--- Supplied material ---
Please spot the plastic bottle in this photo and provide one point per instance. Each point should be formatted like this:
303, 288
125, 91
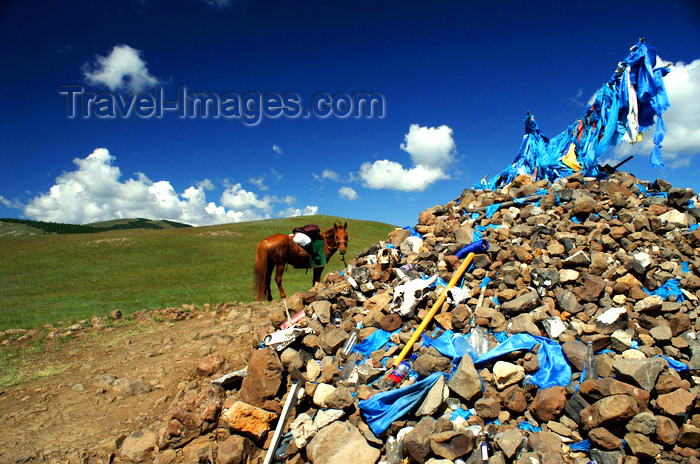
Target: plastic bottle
590, 369
349, 368
337, 318
401, 371
484, 452
351, 341
394, 451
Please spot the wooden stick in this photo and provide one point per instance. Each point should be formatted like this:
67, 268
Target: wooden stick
441, 299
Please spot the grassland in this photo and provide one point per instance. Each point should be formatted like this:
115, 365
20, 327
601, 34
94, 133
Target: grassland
59, 279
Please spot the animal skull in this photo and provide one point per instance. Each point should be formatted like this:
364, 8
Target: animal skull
408, 295
388, 257
458, 295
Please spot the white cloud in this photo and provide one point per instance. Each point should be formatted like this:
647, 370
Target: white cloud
391, 175
430, 146
206, 184
258, 182
348, 193
123, 69
9, 204
682, 120
432, 150
94, 192
307, 211
237, 198
329, 174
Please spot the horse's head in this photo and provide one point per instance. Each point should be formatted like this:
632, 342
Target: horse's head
341, 237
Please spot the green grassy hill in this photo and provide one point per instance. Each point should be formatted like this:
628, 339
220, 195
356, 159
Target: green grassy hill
13, 226
63, 278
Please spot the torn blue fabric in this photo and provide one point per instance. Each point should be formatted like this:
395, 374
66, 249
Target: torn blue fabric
477, 235
528, 427
384, 408
583, 445
677, 365
374, 342
491, 209
463, 413
554, 369
616, 114
413, 231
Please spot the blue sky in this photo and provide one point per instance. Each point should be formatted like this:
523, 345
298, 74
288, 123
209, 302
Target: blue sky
456, 79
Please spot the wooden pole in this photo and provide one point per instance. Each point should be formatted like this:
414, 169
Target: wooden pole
441, 299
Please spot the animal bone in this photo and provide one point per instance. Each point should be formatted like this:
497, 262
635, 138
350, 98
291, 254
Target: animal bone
408, 295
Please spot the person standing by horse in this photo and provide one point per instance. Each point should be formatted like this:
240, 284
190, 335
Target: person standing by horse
276, 251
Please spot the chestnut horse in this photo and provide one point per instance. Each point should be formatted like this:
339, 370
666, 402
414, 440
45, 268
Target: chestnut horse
279, 250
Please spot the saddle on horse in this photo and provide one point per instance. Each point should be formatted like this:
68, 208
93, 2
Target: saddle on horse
313, 246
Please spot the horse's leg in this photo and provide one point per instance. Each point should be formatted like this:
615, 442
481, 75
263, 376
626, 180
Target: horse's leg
317, 275
268, 279
278, 279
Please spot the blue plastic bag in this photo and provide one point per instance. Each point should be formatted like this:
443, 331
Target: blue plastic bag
374, 342
384, 408
554, 369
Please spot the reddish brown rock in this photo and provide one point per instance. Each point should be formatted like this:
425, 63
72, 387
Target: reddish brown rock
264, 377
488, 408
548, 403
666, 430
602, 438
246, 419
513, 399
601, 388
234, 450
197, 413
676, 403
609, 410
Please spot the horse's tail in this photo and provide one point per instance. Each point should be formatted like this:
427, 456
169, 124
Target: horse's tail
260, 271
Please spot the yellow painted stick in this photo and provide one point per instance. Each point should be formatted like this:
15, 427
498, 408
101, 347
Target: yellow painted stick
441, 299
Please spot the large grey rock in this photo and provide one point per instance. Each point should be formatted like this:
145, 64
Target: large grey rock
465, 382
452, 444
427, 364
575, 352
548, 403
521, 304
509, 441
264, 377
341, 442
640, 372
417, 441
435, 398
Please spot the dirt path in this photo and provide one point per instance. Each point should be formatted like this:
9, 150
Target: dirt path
69, 416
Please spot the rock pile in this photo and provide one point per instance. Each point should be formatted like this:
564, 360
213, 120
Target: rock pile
609, 266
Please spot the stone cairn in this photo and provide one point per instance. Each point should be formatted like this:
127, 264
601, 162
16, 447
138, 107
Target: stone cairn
577, 261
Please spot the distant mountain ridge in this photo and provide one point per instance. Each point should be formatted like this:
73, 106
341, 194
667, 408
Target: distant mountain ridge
32, 227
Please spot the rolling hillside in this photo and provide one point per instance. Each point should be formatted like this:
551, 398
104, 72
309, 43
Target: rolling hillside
12, 226
62, 278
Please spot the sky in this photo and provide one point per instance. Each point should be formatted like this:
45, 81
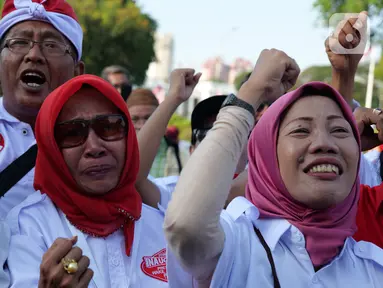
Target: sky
243, 28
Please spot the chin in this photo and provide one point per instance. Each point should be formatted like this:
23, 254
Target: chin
97, 190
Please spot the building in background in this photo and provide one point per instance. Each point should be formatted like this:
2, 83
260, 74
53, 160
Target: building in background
160, 69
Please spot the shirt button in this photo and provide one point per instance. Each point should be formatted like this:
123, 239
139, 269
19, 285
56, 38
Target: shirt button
115, 262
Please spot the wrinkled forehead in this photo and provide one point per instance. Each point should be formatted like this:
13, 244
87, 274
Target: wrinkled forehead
87, 103
312, 108
36, 30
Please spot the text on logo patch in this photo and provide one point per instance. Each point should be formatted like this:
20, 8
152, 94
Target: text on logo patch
155, 266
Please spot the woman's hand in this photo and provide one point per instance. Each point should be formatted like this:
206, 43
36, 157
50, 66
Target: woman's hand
274, 74
52, 272
365, 117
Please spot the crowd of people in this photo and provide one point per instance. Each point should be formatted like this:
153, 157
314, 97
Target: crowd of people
96, 191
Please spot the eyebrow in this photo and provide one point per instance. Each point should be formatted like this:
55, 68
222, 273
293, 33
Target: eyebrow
44, 34
309, 119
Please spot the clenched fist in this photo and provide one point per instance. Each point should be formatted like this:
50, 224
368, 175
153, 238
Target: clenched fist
182, 83
274, 74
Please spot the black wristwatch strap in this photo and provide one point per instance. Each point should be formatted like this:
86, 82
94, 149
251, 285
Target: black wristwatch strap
232, 100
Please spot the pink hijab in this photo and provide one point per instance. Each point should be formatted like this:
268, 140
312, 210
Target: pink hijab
325, 230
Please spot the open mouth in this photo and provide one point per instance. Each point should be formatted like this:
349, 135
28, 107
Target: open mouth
324, 168
33, 78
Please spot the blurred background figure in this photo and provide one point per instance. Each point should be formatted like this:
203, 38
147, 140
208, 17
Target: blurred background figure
118, 76
169, 160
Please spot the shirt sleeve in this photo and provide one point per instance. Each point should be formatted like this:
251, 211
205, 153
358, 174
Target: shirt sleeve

--- The request ---
Rewrite the part of the records that opens with the line containing "Please spot the black" and runs through the last line of the records as a Markdown table. Use the columns "Row" and "Line", with one row per line and blank lines left out.

--- The answer ---
| Row | Line |
|---|---|
| 1 | Please spot the black wristwatch strap in this photo and provide one point per instance. Each point should be formatted like this: |
| 2 | 86, 82 |
| 3 | 94, 149 |
| 4 | 251, 285 |
| 5 | Target: black wristwatch strap |
| 6 | 232, 100 |
| 7 | Please spot the pink hijab in this photo and provide one point per instance. Each point should be formatted like this: |
| 8 | 268, 140 |
| 9 | 312, 210 |
| 10 | Target: pink hijab |
| 11 | 325, 230 |
| 12 | Please spot the open mouth in this photo and provide one point per instance. Each point should be formatted like this: |
| 13 | 349, 135 |
| 14 | 28, 107 |
| 15 | Target: open mouth |
| 16 | 324, 168 |
| 17 | 33, 78 |
| 18 | Please spot the blurred background figure in this photo and provide one point per instance. Each point should be formatted like this: |
| 19 | 203, 38 |
| 20 | 147, 140 |
| 21 | 208, 17 |
| 22 | Target: blurred background figure |
| 23 | 118, 76 |
| 24 | 169, 160 |
| 25 | Please spot the shirt sleeve in this photo and provide one point per instance. Each point should be formatted like this: |
| 26 | 251, 211 |
| 27 | 205, 153 |
| 28 | 358, 174 |
| 29 | Target: shirt sleeve |